▶ [SOURCE EXTRACT]
***
Outside of the hospital walls, Lurie Children's is working to help prevent childhood obesity in Chicago.
Obesity creates long-term health concerns for children. Being overweight or obese can increases a child's risk for developing type 2 diabetes, high blood pressure and certain cancers, and raise the likelihood for developing asthma by more than 50%. More than half of overweight and obese adolescents already display at least one risk factor for heart disease.
Obesity can also lead to bullying, stigma, stress and depression.
While recent data show that obesity rates are beginning to level off after years of rapid increases, that rate still remains 300% higher than it was in the 1980s. In America today, nearly 17% of children are obese. Recent projections predict that 57.3% of children will be obese at age 35 and that roughly half of that prevalence will occur during childhood. Even more concerning are the significantly higher obesity rates among children of color. Nationally, 22% of Hispanic children and 19.5% of African American children are obese, much higher than the 14.7% rate for white children. These disparities are mirrored in Chicago's communities of color: in neighborhoods such as Roseland, Humboldt Park and West Town, nearly 50% of children are obese.
***
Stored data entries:
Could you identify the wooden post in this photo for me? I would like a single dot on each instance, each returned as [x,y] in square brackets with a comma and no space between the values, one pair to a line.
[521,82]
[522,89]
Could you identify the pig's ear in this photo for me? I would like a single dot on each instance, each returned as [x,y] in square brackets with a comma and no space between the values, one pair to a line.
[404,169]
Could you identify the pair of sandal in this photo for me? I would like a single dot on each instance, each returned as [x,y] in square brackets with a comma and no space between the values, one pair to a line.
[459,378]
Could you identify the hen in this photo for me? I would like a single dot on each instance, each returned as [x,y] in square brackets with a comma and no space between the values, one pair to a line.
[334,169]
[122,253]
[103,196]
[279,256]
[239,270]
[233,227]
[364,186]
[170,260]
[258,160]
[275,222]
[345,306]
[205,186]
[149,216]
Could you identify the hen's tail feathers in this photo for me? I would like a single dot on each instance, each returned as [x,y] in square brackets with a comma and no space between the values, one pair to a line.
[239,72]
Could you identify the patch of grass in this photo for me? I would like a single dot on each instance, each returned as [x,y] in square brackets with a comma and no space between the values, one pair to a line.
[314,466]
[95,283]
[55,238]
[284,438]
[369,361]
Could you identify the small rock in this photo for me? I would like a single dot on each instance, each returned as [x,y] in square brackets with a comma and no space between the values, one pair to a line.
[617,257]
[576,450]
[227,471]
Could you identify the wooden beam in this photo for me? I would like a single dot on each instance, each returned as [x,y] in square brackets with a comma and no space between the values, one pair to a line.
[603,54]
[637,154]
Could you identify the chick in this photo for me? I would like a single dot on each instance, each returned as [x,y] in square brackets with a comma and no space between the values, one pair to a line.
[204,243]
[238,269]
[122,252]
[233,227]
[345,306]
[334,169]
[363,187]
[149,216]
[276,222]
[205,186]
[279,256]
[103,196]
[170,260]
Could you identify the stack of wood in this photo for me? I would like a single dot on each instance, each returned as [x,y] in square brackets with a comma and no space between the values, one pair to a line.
***
▶ [EXERCISE TASKS]
1. In the childhood obesity passage, what share of children in America today are obese?
2. Please repeat everything in the childhood obesity passage from "Outside of the" down to "for heart disease.".

▶ [TASK RESULTS]
1. Nearly 17%.

2.
Outside of the hospital walls, Lurie Children's is working to help prevent childhood obesity in Chicago.
Obesity creates long-term health concerns for children. Being overweight or obese can increases a child's risk for developing type 2 diabetes, high blood pressure and certain cancers, and raise the likelihood for developing asthma by more than 50%. More than half of overweight and obese adolescents already display at least one risk factor for heart disease.